== WORKING DATA ==
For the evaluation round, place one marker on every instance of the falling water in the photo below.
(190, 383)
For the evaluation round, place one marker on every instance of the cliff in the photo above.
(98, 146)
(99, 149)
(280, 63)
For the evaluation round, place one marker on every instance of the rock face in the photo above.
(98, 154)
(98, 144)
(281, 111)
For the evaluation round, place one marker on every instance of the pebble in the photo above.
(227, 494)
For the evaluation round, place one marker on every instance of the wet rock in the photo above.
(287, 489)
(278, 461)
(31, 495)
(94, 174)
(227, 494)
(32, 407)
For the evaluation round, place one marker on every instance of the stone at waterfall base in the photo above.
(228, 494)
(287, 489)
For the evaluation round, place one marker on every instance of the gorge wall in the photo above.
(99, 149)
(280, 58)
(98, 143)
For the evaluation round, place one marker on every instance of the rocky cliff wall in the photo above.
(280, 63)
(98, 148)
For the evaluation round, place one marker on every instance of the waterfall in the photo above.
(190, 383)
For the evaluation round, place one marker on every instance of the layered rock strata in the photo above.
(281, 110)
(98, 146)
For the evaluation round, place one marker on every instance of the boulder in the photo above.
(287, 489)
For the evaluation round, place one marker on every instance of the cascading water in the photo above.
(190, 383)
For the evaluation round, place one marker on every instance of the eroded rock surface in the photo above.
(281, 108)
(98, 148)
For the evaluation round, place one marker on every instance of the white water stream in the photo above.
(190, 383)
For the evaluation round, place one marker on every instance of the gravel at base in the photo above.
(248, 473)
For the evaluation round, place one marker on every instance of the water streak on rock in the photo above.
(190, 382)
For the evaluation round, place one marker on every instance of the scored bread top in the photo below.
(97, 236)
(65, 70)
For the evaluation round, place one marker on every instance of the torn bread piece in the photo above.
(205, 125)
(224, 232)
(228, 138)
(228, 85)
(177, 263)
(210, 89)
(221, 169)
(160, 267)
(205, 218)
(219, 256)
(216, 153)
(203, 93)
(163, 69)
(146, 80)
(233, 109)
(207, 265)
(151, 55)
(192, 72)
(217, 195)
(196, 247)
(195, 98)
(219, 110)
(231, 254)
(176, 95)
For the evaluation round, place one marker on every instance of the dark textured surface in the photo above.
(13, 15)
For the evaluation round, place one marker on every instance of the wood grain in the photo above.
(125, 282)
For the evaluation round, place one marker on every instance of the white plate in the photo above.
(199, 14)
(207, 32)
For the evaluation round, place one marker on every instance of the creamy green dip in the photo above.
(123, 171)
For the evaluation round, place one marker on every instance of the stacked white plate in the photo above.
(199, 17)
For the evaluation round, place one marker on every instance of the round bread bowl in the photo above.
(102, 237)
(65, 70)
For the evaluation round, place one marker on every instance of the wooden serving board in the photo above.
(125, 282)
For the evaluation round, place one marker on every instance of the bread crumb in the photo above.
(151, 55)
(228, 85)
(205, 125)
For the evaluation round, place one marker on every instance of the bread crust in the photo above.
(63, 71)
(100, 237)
===
- [DIRECTIONS FOR THIS TASK]: Arrange the lines above as a Markdown table with the columns Row and Line, numbering each row and leaving out any blank lines. Cover only the lines from the one with "crumb in the photo above." through the end of the records, both ends included.

- [RESPONSE]:
| Row | Line |
|---|---|
| 1 | For the evaluation round, place one marker on every instance of the bread crumb in the photo above. |
| 2 | (151, 55) |
| 3 | (228, 85) |
| 4 | (205, 125) |
| 5 | For the evaluation round, place one marker on every instance of the bread crust in the photo above. |
| 6 | (63, 71) |
| 7 | (100, 237) |